26 jun 2007

Poema con ladrones

I
La noche da cobijo a los pasos del ladrón que tiene liviandad de fonámbulo en los muros.
II
Palpita el puñal, la ganzúa, la flor de los cerrojos en la oscuridad de costales y pretinas.
III
Hay ladrones que han adiestrado su sombra, su dócil sombra que evita entrar por las ventanas y que espera en la esquina de la noche la llegada agitada de su dueño.
IV
Luego del pillaje, los ladrones portan en sus manos un ramo de flor de adrenalina.
V
Hay quienes han visto su casa destechada en la noche que tiene olor de ladrones en las tapias. Sobre sus camas, el cielo azul, desnudo.
VI
Pero ningún ladrón es más hábil que el olvido.
De Juan Manuel Roca, en Ciudadano de la Noche.

19 jun 2007

Del mito a la ficción

Hoy me pregunto qué símbolos y significados acercan una obra al diagnóstico de una época, a lo sagrado y lo profano en la América Latina de hoy, y creo que la respuesta está en la derrota generacional y también la felicidad de una generación, felicidad que en ocasiones fue el valor y los límites del valor. (Roberto Bolaño, Entre Paréntesis)
------------------------------------------------
*Instrucción 1*: Enumera los objetos que, según el poema sobre ladrones del pasaje, palpitan en la oscuridad de costales y pretinas.
*Instrucción 2*: Devuelve sin cambios las líneas de los registros, comenzando por la primera y terminando en la línea que contiene "(1102, 802)", ambas incluidas.

Entradas de la colección
------------------------------------------------
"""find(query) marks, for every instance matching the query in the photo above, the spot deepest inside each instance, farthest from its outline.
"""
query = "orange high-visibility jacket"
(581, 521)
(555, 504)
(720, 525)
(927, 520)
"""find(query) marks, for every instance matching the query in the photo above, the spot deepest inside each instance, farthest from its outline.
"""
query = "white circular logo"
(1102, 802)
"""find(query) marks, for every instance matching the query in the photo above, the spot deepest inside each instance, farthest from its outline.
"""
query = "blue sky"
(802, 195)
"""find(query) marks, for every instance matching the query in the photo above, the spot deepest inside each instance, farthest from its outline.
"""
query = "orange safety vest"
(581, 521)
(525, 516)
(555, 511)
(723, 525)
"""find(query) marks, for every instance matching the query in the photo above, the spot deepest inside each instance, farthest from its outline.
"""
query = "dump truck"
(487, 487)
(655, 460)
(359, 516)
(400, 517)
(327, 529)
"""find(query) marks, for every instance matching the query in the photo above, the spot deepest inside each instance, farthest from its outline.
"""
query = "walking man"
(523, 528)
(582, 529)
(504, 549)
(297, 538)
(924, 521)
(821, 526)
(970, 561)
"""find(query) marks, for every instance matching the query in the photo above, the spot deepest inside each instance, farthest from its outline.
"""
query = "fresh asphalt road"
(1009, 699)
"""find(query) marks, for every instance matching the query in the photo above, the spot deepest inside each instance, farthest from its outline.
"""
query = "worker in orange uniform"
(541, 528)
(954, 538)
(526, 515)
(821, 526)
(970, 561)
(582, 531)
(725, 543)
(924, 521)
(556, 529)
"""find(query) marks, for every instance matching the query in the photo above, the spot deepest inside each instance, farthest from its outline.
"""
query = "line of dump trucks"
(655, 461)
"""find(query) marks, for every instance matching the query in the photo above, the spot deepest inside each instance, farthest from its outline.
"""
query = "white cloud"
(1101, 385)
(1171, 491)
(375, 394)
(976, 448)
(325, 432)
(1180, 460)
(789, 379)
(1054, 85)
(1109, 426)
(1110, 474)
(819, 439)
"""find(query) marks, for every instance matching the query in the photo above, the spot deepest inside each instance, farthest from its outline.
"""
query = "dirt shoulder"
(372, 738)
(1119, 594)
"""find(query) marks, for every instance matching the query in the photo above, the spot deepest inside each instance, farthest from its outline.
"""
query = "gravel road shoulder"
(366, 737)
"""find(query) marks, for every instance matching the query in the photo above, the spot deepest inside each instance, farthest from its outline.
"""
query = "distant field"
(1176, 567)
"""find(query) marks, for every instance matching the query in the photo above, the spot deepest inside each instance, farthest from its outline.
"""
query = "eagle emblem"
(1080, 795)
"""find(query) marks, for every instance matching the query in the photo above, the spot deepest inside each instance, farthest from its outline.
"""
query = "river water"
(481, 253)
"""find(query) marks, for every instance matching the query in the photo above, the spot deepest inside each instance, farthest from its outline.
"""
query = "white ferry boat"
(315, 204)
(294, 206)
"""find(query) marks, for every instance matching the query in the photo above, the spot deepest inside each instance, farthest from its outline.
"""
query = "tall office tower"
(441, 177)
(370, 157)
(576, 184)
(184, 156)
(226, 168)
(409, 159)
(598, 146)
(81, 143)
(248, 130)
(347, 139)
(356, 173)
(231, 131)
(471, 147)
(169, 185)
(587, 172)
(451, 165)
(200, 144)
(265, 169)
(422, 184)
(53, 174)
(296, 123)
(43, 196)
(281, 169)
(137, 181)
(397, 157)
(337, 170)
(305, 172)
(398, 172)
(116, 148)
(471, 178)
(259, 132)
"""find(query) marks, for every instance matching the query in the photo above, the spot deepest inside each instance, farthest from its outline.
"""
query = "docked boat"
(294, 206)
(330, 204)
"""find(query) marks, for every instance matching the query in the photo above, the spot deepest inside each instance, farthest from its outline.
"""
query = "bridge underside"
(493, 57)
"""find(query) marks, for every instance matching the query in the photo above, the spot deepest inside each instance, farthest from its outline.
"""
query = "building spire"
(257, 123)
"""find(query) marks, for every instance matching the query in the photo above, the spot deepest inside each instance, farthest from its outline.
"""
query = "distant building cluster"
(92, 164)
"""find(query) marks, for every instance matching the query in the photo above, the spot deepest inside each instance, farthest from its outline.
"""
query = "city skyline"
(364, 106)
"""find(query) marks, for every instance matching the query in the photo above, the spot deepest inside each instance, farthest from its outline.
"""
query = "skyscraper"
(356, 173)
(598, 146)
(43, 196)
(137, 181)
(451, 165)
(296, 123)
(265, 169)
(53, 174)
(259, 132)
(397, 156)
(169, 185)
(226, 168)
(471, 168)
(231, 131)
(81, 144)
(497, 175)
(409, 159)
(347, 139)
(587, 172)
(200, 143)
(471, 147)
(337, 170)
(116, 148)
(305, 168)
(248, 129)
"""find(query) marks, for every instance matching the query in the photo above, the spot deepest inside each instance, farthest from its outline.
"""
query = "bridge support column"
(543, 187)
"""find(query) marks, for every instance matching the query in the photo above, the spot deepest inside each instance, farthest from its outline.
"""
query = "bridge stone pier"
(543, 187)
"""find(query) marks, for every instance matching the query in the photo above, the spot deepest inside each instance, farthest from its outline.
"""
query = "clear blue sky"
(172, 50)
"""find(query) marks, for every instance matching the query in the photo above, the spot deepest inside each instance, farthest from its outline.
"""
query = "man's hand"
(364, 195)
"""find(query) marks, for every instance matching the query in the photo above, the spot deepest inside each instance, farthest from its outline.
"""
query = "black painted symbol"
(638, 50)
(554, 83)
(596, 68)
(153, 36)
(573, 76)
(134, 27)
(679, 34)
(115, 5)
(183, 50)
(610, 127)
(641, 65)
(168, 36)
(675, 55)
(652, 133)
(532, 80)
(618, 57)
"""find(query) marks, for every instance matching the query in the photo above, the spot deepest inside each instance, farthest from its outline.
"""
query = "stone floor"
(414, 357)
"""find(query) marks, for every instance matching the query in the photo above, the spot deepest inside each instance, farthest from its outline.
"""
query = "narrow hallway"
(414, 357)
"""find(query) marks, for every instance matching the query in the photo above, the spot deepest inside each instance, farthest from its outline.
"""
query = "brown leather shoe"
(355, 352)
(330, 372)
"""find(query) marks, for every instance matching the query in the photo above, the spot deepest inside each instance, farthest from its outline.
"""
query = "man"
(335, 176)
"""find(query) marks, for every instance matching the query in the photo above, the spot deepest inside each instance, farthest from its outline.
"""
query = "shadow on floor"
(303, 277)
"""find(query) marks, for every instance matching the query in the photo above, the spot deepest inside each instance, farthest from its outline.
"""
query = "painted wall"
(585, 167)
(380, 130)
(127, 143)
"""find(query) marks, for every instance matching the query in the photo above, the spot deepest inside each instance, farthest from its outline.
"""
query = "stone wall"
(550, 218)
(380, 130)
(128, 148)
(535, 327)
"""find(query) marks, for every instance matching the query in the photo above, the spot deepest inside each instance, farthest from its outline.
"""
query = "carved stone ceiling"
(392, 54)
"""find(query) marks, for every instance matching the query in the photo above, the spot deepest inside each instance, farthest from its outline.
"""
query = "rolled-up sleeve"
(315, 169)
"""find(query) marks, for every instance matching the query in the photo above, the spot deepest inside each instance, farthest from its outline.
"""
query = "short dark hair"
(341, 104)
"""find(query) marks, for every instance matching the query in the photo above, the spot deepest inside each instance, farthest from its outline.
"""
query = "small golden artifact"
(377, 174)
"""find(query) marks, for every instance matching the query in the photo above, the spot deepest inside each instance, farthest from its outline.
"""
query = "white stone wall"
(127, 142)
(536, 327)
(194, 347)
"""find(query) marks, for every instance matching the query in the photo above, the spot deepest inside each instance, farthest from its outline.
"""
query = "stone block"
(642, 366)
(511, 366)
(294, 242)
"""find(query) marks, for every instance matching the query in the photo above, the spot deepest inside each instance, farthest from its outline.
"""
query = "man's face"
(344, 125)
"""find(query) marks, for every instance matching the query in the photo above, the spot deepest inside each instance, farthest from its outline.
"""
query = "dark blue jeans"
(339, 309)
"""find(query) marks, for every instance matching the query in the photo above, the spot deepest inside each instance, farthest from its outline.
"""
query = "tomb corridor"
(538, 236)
------------------------------------------------
*Salida completa 1*:
- el puñal
- la ganzúa
- la flor de los cerrojos

*Salida completa 2*:
"""find(query) marks, for every instance matching the query in the photo above, the spot deepest inside each instance, farthest from its outline.
"""
query = "orange high-visibility jacket"
(581, 521)
(555, 504)
(720, 525)
(927, 520)
"""find(query) marks, for every instance matching the query in the photo above, the spot deepest inside each instance, farthest from its outline.
"""
query = "white circular logo"
(1102, 802)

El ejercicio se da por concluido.